— START OF TASK INPUTS —

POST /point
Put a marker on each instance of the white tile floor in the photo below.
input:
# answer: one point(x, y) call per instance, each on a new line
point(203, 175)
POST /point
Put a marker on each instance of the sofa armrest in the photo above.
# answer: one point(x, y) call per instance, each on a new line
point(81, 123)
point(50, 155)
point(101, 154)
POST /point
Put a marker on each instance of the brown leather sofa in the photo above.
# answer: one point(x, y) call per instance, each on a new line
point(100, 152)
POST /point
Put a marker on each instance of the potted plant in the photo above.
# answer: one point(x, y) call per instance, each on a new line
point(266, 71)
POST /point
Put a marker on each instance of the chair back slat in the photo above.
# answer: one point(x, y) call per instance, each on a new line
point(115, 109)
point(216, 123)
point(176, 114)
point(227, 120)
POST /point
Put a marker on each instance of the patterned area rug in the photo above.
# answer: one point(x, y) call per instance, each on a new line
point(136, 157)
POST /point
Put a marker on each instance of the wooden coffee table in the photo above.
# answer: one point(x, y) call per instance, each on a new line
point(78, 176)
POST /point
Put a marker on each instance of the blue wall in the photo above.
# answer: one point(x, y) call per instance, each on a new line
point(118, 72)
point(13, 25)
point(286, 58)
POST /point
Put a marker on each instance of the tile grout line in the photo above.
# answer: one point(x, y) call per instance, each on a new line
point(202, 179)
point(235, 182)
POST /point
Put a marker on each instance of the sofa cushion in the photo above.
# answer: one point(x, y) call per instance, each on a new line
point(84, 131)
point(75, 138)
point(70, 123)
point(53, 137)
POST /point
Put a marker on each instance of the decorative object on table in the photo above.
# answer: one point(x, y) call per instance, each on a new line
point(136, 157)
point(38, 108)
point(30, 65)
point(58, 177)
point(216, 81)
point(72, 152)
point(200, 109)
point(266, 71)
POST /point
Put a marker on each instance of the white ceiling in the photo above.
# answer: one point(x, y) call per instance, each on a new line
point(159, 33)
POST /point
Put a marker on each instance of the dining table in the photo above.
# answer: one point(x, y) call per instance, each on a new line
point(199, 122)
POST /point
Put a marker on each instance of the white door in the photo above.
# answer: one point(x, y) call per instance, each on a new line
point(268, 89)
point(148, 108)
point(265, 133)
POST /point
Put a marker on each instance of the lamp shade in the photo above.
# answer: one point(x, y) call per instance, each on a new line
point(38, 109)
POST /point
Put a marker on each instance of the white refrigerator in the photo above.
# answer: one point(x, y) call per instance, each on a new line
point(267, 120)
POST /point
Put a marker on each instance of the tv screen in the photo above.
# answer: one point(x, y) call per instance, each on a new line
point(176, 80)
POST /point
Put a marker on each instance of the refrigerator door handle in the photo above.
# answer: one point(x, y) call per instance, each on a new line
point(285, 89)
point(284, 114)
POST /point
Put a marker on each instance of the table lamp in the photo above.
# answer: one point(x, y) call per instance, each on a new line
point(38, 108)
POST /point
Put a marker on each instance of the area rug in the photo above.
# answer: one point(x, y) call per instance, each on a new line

— END OF TASK INPUTS —

* **PROBLEM TO SOLVE**: Render every line of the material above as a numbered list, leaving out any blank lines.

* **FULL SOLUTION**:
1. POST /point
2. Put a marker on each instance of the white tile floor in the photo below.
3. input:
4. # answer: one point(x, y) call per instance, each on a new line
5. point(203, 175)
6. POST /point
7. Put a marker on each instance of the sofa armrest in the photo above.
8. # answer: one point(x, y) call per instance, each on a new line
9. point(81, 123)
10. point(50, 155)
11. point(101, 154)
12. POST /point
13. Put a marker on each instance of the brown leather sofa in the photo above.
14. # answer: one point(x, y) call per instance, each on a new line
15. point(100, 152)
16. POST /point
17. Put a marker on each instance of the potted plant in the photo above.
18. # answer: one point(x, y) call per instance, each on a new line
19. point(266, 71)
20. POST /point
21. Put a marker on each instance of the chair back slat in the photo above.
22. # answer: one point(x, y) call per instance, each on a new line
23. point(115, 109)
24. point(216, 123)
25. point(176, 114)
26. point(227, 120)
27. POST /point
28. Put a marker on each instance of the patterned area rug in the photo above.
29. # answer: one point(x, y) call per instance, each on a new line
30. point(136, 157)
31. POST /point
32. Put a marker on each instance of the wooden coffee table in the photo above.
33. # answer: one point(x, y) call per instance, each on a new line
34. point(78, 176)
35. POST /point
36. Put a marker on each instance of the blue wall in the photo above.
37. # answer: one point(x, y) call per instance, each on a new line
38. point(118, 72)
39. point(13, 25)
40. point(286, 58)
41. POST /point
42. Put a marker on each instance of the tile grout line in the photo above.
43. # answer: one point(x, y) call per instance, each on a new line
44. point(202, 179)
45. point(235, 182)
46. POST /point
47. Put a marker on each instance of the sofa cushion in the photo above.
48. # answer: one point(x, y) call per instance, each on a new line
49. point(84, 131)
50. point(75, 138)
51. point(70, 123)
52. point(53, 137)
53. POST /point
54. Put a marker on each instance of the decorative object on table in the photo above.
55. # answer: one point(x, y) call per instance, each on a new line
56. point(136, 157)
57. point(38, 108)
58. point(30, 65)
59. point(58, 177)
60. point(216, 81)
61. point(72, 152)
62. point(200, 109)
63. point(266, 71)
64. POST /point
65. Put a marker on each instance of the white ceiling in the photo above.
66. # answer: one point(x, y) call per instance, each on a new line
67. point(159, 33)
68. POST /point
69. Put a marker on each instance of the dining table in the photo above.
70. # answer: one point(x, y) call per instance, each on a new line
71. point(199, 122)
72. POST /point
73. Put a marker on each instance of the white door in the photo above.
74. # answer: one point(x, y) call per instance, each on a new line
75. point(268, 89)
76. point(148, 108)
77. point(265, 133)
78. POST /point
79. Put a marker on each instance of the lamp shade in the photo above.
80. # answer: one point(x, y) call per instance, each on a new line
81. point(38, 109)
82. POST /point
83. Put a marker on each instance of the white refrigerator in the photo above.
84. # answer: one point(x, y) call per instance, each on a new line
85. point(267, 120)
86. POST /point
87. Put a marker on each instance of the tv screen in the photo above.
88. # answer: one point(x, y) call per instance, each on a new line
89. point(176, 80)
90. POST /point
91. Put a marker on each instance of the refrigerator door handle in the photo above.
92. # answer: one point(x, y) call per instance, each on a new line
93. point(285, 89)
94. point(284, 114)
95. POST /point
96. Put a marker on each instance of the table lamp in the photo above.
97. # answer: one point(x, y) call per instance, each on a new line
98. point(38, 108)
99. POST /point
100. Put a marker on each instance of the area rug in the photo above.
101. # answer: one point(x, y) call per instance, each on a new line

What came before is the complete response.